Texto fornecido —
::::

ORAÇÃO À CHUVA, DE
PERBOYRE E SILVA
“ Os que nascemos no bochorno cearense aprendemos a amar-te
o cântico, ó mãe das searas fecundas e dos lares bonançosos. Refrigério das
estradas combustas e das rechãs estioladas. Embrião da alegria e da paz. Unção misericordiosa
do Ceará. És uma romanza de amor. O Solo, o Solo cearense, que a canícula
estorrica e inflama, é teu enamorado eterno. Quanto mais foges, mais ele te
deseja e mais arde, mais se calcina e mais se inferniza, no desespero de tua
ausência. Estala na sede de teu beijo. Combure-se tantalizado. Anseia por ti,
chispa revérberos de ódio, porque o fogo de suas entranhas exige o sedativo do
teu bálsamo, a maciez do teu afago, a pianíssima ternura glacial de tuas gotas.
E – pobre enamorado – repulsa de sobre
si os últimos lampejos da vida. E transforma sua face num lutuoso painel de
catacumbas.
Mas, quando vens, e desces, noiva simbólica, tamborilando o
rumor de tuas bátegas, o Solo recebe a carícia dos teus ósculos. Embebe-os,
sôfrego. Transfigura-se. E opera-se, nesse encontro o milagre sempiterno do
amor. Do amor que dá entusiasmo e dá frutos. Do amor que perpetua, na face da
terra, FIAT genesíaco da criação.
A natureza, nesse encontro, representa o grande tálamo
nupcial – teu e do Solo.
Que belo é, senão o produto desse amor, o florir dos
mandacarus e dos manacás, dos milharais de espigas louras e dos canaviais que
farfalham? Donde nascem, ó noiva cantarolante, senão da força geratriz de seus
beijos, a policromia dos pomares e o tropical esplendor das colheitas? Donde o
aroma dos mofumbais em flor, a ressureição dos bugaris e dos girassóis? Donde e por que, senão de ti e por ti, esse
hinário de natal, a proliferação da vida e a seiva das vergônteas que
desabrocham na terra, emoldurando-a de verde?
Renova, todos os anos, ó chuva, esse milagre bíblico de
amor.
Carícia do firmamento, geradora das clorofilas, mãe das
cores da Esperança, modula, sempre, a serata das tuas águas, porque és fada que
transformas o deserto líbico de nossa terra no roseiral da promissão!
És o impulso inicial da nossa existência de povo. Sem ti,
morrerá conosco, em nossa inquieta geração, a sementeira da nossa raça.
Agônica, definhará a galeria de nossos homens. Sem ti, haveremos de
pulverizar-nos e sucumbir. E não daremos mais ao Brasil nem o heroísmo nem a
luz. Nem a carne para as metralhadoras, nem a centelha para as lucubrações do
espírito. Daremos, apenas, no infortúnio patibular de tua ausência, e no
delíquio final, a última procissão brasileira dos mártires e dos santos.
Volta, sempre, e realiza, todos os anos, junto ao Solo, o
milagre do teu amor!

::::

Dados fornecidos —

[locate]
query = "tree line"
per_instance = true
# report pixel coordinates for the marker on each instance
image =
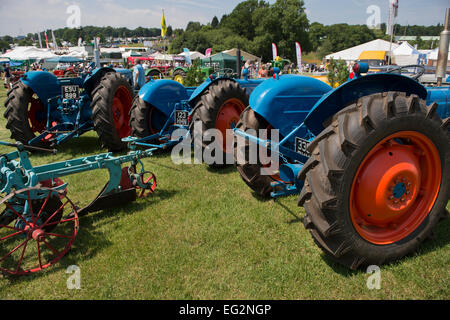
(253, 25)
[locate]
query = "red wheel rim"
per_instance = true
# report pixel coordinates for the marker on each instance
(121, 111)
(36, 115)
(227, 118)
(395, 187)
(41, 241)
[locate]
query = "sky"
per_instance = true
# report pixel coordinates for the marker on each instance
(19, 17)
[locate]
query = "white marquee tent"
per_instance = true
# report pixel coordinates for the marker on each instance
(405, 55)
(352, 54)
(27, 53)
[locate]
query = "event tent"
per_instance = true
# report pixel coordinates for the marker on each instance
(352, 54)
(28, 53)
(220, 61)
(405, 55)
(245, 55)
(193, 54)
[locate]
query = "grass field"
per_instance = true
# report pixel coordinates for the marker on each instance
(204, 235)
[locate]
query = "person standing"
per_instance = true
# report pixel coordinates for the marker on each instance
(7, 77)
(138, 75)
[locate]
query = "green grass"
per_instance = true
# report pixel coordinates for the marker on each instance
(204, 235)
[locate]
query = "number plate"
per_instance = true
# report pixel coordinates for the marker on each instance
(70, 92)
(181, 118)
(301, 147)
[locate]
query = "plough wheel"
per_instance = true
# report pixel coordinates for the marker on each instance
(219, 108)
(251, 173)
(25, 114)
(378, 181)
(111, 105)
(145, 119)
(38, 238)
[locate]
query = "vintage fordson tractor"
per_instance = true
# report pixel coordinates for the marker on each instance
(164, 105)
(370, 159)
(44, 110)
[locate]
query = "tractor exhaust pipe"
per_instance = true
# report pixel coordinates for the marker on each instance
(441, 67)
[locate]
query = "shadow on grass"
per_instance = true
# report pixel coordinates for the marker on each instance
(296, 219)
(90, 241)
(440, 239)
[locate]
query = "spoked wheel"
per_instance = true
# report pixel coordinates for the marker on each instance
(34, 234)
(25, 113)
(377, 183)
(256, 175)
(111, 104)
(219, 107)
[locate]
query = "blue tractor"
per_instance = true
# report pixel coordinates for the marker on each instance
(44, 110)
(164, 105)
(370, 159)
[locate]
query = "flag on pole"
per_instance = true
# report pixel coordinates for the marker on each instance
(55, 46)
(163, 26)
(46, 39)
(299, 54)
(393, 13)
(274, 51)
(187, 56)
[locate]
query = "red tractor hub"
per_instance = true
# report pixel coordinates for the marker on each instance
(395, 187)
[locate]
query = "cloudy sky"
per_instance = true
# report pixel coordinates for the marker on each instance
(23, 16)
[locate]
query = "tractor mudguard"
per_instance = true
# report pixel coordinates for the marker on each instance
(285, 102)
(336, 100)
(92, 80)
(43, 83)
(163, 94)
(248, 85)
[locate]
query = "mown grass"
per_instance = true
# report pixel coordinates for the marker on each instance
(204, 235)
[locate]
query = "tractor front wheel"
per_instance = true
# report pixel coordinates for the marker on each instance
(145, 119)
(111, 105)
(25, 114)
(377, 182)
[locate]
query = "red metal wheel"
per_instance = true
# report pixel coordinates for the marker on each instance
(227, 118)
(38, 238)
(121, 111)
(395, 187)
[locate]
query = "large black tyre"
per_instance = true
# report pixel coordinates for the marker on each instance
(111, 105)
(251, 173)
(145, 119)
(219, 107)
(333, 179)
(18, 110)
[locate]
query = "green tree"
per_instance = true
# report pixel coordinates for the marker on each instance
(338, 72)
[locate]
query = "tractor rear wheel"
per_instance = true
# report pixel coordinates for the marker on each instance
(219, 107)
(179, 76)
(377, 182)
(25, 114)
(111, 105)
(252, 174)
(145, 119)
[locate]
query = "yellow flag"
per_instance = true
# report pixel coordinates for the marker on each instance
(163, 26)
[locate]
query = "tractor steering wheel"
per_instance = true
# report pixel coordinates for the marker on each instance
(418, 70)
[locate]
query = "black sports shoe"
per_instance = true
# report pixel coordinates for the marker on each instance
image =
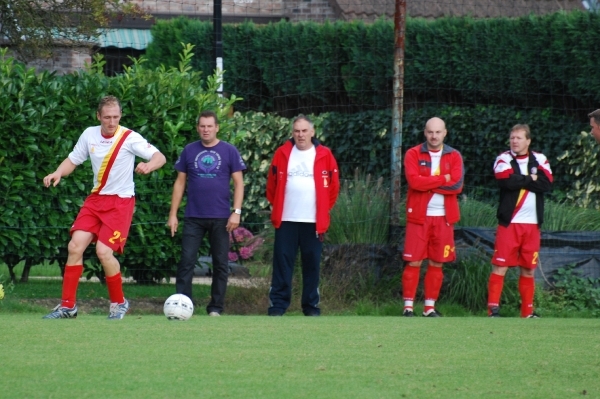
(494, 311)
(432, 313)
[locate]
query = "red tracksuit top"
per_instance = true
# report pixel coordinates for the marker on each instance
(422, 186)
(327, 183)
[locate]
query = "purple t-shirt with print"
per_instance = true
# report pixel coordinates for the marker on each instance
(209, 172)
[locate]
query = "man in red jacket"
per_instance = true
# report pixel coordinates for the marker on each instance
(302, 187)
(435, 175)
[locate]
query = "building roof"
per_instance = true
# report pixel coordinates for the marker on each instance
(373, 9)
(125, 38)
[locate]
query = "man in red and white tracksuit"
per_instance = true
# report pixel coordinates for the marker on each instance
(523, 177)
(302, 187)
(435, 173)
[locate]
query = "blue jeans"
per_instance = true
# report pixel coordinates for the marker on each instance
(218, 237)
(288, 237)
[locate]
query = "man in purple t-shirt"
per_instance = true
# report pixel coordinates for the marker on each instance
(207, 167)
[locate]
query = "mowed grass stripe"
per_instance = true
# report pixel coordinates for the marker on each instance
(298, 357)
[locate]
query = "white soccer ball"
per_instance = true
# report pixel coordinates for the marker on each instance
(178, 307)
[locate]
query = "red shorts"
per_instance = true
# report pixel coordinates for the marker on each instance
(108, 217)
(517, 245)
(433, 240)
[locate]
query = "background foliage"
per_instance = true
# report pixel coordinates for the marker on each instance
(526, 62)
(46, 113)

::::

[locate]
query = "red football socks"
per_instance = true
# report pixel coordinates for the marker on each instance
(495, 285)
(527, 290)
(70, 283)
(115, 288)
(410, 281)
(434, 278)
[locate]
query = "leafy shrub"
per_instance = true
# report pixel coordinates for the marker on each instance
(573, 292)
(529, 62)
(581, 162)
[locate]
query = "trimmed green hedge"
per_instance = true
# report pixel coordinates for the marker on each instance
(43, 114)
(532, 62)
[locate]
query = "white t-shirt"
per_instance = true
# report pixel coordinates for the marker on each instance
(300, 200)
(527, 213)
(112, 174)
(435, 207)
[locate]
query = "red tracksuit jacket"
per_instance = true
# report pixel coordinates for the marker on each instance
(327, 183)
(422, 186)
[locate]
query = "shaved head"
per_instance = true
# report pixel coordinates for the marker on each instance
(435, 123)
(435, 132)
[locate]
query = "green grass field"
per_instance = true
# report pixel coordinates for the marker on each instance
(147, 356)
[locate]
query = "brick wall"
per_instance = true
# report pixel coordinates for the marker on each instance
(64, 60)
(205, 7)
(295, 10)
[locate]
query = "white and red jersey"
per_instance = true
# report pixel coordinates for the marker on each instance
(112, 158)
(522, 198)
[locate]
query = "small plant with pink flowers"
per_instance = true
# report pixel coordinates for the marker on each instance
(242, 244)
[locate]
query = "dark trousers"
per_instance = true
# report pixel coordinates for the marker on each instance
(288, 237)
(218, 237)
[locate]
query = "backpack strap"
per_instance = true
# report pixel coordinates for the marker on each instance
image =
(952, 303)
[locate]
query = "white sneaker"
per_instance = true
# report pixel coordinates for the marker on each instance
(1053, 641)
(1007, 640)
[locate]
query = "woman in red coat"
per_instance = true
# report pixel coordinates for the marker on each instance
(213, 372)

::::

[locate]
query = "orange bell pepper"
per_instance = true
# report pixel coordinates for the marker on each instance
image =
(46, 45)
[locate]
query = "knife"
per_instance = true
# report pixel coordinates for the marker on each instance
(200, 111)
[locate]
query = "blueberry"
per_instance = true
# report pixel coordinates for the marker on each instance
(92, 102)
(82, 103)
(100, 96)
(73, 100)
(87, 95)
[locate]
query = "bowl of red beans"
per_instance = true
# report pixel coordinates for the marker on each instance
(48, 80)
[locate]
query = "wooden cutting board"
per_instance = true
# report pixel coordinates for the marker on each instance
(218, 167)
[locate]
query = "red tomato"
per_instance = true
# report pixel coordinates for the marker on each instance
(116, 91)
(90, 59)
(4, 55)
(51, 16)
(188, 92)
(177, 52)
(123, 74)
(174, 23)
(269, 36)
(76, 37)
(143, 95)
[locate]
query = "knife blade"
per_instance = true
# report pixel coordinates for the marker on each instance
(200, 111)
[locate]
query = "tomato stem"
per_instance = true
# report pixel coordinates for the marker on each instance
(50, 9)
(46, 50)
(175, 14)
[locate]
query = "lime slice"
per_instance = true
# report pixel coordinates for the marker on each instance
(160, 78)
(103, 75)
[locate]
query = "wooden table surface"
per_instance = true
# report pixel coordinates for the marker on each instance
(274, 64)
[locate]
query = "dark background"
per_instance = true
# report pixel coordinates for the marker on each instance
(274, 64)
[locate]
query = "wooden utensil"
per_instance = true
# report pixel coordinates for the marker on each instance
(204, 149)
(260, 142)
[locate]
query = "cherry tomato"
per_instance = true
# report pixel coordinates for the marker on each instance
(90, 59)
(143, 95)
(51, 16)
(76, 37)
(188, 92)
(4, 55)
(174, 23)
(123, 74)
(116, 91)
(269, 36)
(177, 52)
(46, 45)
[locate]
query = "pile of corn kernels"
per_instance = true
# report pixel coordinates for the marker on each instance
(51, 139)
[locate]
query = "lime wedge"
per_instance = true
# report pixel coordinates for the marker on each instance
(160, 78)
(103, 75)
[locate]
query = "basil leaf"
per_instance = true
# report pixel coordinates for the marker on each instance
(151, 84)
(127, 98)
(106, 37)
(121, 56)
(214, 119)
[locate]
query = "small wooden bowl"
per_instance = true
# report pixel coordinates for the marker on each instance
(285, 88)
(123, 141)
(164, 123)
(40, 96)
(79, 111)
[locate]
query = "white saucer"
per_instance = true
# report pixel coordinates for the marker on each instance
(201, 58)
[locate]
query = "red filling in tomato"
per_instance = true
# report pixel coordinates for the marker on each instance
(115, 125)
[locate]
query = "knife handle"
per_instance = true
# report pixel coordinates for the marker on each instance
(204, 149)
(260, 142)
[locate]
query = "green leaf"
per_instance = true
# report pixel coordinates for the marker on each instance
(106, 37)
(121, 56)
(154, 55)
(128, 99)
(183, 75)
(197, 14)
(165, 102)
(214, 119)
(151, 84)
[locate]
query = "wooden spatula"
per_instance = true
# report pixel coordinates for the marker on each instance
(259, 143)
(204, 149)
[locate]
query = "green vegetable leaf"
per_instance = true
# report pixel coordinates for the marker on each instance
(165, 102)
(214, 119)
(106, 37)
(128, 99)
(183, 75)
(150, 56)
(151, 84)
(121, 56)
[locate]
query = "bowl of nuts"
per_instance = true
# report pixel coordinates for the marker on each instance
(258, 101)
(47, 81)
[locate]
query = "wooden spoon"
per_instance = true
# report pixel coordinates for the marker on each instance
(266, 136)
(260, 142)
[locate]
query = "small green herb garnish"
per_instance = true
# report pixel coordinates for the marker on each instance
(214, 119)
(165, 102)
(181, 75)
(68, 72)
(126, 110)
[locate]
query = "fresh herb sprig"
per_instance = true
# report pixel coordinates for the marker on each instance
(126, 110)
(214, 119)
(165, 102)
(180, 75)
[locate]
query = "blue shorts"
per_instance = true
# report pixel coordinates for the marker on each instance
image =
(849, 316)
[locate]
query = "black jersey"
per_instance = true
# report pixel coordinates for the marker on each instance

::::

Tarefa A —
Responda com base na oração à chuva:
(i) Quem é chamado de "enamorado eterno" da chuva?
(ii) Em que a chuva transforma "o deserto líbico de nossa terra"?
(iii) Na frase que começa com "E não daremos mais ao Brasil", que duas coisas deixariam de ser dadas ao Brasil?
Tarefa B —
Imprima o trecho da oração à chuva de "ORAÇÃO À CHUVA, DE" a "catacumbas.".
O material acima vem de outra fonte.

Solução A —
(i) O Solo cearense.
(ii) No roseiral da promissão.
(iii) O heroísmo e a luz.

Solução B —
ORAÇÃO À CHUVA, DE
PERBOYRE E SILVA
“ Os que nascemos no bochorno cearense aprendemos a amar-te
o cântico, ó mãe das searas fecundas e dos lares bonançosos. Refrigério das
estradas combustas e das rechãs estioladas. Embrião da alegria e da paz. Unção misericordiosa
do Ceará. És uma romanza de amor. O Solo, o Solo cearense, que a canícula
estorrica e inflama, é teu enamorado eterno. Quanto mais foges, mais ele te
deseja e mais arde, mais se calcina e mais se inferniza, no desespero de tua
ausência. Estala na sede de teu beijo. Combure-se tantalizado. Anseia por ti,
chispa revérberos de ódio, porque o fogo de suas entranhas exige o sedativo do
teu bálsamo, a maciez do teu afago, a pianíssima ternura glacial de tuas gotas.
E – pobre enamorado – repulsa de sobre
si os últimos lampejos da vida. E transforma sua face num lutuoso painel de
catacumbas.